WORK TO COMPLETE – Render every line below as a two-column Markdown table headed Row and Line, numbering the rows in order and omitting blank lines.

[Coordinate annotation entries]
#####
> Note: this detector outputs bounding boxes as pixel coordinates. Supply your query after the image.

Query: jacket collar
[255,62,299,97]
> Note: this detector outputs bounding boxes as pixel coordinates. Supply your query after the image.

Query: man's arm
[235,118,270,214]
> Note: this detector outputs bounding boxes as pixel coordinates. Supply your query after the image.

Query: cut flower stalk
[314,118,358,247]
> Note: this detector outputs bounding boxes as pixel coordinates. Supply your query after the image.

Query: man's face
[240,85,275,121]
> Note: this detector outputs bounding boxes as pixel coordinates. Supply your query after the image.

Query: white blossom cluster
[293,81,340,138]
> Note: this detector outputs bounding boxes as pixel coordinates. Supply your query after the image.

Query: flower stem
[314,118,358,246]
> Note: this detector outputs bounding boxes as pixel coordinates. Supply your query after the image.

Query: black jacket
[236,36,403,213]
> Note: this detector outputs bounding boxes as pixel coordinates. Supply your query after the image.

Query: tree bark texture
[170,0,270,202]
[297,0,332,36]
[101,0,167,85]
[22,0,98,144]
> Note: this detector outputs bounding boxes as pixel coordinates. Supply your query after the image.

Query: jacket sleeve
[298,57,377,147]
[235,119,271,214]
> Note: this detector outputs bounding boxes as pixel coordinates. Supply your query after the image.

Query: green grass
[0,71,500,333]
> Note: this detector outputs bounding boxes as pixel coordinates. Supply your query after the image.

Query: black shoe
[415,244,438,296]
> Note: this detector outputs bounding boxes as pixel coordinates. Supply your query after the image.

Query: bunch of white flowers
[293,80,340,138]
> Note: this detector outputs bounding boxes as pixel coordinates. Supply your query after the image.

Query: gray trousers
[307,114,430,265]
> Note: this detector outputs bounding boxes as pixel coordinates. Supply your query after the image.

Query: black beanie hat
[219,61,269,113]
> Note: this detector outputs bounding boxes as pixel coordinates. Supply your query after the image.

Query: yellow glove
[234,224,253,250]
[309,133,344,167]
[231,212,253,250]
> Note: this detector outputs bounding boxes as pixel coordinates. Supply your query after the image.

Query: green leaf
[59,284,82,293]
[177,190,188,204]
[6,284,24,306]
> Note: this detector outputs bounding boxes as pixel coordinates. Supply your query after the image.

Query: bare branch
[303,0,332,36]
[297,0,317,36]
#####
SOLVED EXERCISE –
| Row | Line |
|---|---|
| 1 | > Note: this detector outputs bounding boxes as pixel coordinates. Supply your query after the image. |
| 2 | Query: jacket collar |
| 3 | [255,62,299,97] |
| 4 | > Note: this detector outputs bounding boxes as pixel coordinates. Supply your query after the image. |
| 5 | Query: man's arm |
| 6 | [235,118,270,214] |
| 7 | > Note: this detector outputs bounding boxes as pixel coordinates. Supply your query after the image. |
| 8 | Query: cut flower stalk |
| 9 | [314,118,358,247] |
| 10 | > Note: this detector outputs bounding boxes as pixel coordinates. Supply your query after the image. |
| 11 | Query: man's face |
| 12 | [240,85,275,121] |
| 13 | > Note: this detector outputs bounding boxes as pixel coordinates. Supply your query after the image. |
| 14 | Query: white blossom cluster |
| 15 | [293,81,340,138] |
| 16 | > Note: this detector outputs bounding boxes as pixel coordinates. Supply your query after the image. |
| 17 | Query: flower stem |
| 18 | [314,118,358,246] |
| 19 | > Note: this detector outputs bounding boxes as pixel coordinates. Supply your query after the image. |
| 20 | Query: black jacket |
| 21 | [236,36,403,213] |
| 22 | > Note: this detector outputs bounding boxes as pixel coordinates. Supply your query after the image. |
| 23 | Query: tree bark texture |
| 24 | [170,0,270,202] |
| 25 | [297,0,332,36] |
| 26 | [101,0,167,85] |
| 27 | [22,0,98,144] |
| 28 | > Note: this detector outputs bounding boxes as pixel coordinates. Supply your query after the image. |
| 29 | Query: jacket sleeve |
| 30 | [298,57,377,147] |
| 31 | [235,119,271,214] |
| 32 | > Note: this detector outputs bounding boxes as pixel coordinates. Supply your query after the image. |
| 33 | Query: green grass |
| 34 | [0,71,500,333] |
| 35 | > Note: this detector outputs bounding boxes as pixel coordinates. Supply your query after the image. |
| 36 | Query: black shoe |
| 37 | [415,244,438,296] |
| 38 | > Note: this detector outputs bounding boxes as pixel coordinates. Supply your query after the image. |
| 39 | Query: bunch of white flowers |
| 40 | [293,80,340,138] |
| 41 | > Note: this detector outputs bounding boxes as pixel coordinates. Supply your query after the image. |
| 42 | Query: gray trousers |
| 43 | [307,114,430,265] |
| 44 | > Note: this detector outputs bounding boxes as pixel coordinates. Supply your query after the image. |
| 45 | Query: black beanie hat |
| 46 | [219,61,269,113] |
| 47 | > Note: this detector outputs bounding boxes as pixel coordinates. Supply your query after the image. |
| 48 | Query: yellow glove |
| 49 | [234,224,253,250] |
| 50 | [309,133,344,167] |
| 51 | [231,212,253,250] |
| 52 | > Note: this detector outputs bounding boxes as pixel coordinates. Supply your query after the image. |
| 53 | Query: green leaf |
| 54 | [59,284,82,293] |
| 55 | [177,190,188,204] |
| 56 | [6,284,24,306] |
| 57 | > Note: this detector outputs bounding boxes as pixel coordinates. Supply your query after the image. |
| 58 | Query: bare branch |
| 59 | [303,0,332,36] |
| 60 | [297,0,317,36] |